■ ENTRIES SUPPLIED:

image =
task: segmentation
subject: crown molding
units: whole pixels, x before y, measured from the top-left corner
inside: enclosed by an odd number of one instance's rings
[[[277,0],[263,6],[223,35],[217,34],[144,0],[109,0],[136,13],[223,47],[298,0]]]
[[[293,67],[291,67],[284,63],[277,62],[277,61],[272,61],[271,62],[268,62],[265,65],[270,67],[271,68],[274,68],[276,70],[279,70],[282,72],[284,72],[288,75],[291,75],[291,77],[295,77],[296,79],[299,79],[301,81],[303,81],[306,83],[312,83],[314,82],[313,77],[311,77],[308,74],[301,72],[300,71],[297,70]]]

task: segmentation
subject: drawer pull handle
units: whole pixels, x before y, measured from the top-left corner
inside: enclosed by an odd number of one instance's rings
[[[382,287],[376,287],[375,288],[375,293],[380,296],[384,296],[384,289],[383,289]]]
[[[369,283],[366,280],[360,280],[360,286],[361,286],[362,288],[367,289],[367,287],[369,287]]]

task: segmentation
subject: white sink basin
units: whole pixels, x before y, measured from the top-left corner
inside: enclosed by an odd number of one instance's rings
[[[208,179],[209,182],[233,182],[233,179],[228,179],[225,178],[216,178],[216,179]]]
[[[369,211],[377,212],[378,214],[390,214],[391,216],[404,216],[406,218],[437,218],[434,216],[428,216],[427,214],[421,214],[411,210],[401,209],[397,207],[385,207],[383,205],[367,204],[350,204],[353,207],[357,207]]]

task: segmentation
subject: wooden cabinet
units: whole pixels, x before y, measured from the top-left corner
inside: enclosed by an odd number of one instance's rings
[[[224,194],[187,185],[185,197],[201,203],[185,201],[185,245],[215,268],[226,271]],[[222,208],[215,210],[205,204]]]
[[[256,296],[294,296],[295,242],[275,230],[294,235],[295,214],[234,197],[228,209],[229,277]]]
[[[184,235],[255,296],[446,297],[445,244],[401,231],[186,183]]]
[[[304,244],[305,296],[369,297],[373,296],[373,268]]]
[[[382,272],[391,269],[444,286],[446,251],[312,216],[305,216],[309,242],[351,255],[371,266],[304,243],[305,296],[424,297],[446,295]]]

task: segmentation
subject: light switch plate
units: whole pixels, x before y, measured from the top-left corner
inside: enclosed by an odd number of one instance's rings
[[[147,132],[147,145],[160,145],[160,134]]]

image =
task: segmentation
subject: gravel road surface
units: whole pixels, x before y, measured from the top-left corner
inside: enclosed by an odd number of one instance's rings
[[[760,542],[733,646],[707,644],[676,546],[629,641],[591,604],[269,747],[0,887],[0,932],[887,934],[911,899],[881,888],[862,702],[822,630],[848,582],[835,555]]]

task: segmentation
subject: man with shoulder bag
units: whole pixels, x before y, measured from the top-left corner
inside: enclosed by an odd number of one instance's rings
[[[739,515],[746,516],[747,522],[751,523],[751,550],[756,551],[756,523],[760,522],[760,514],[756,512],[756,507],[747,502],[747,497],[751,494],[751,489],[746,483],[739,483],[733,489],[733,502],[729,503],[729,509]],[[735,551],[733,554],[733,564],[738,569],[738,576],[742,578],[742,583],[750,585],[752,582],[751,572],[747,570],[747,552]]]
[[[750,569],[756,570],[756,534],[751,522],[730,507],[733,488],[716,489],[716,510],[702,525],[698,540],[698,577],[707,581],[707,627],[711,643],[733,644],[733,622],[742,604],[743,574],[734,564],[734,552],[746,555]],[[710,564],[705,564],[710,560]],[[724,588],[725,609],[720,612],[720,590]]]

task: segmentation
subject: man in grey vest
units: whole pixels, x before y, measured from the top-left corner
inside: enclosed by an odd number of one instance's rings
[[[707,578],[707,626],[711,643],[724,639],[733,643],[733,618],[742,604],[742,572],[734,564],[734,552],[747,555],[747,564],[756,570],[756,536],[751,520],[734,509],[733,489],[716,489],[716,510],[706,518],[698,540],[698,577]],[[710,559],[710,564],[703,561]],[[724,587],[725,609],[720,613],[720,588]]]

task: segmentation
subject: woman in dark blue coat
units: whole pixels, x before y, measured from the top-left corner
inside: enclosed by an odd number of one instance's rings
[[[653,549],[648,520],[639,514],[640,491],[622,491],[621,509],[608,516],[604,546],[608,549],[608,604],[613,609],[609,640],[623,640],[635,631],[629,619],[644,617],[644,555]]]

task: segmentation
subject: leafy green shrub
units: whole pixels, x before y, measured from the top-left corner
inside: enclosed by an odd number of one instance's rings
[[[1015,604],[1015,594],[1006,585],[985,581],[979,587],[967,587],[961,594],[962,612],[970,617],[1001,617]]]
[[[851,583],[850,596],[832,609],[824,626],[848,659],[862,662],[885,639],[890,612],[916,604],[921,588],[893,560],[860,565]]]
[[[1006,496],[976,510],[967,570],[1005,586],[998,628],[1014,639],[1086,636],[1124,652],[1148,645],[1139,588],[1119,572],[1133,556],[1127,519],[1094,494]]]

■ EXERCISE GOAL:
From the records above, pick out and copy in full each line that contains the word "subject".

■ TASK RESULT:
subject: crown molding
subject: drawer pull handle
subject: white sink basin
subject: wooden cabinet
subject: light switch plate
subject: gravel road surface
subject: man with shoulder bag
subject: man in grey vest
subject: woman in dark blue coat
subject: leafy green shrub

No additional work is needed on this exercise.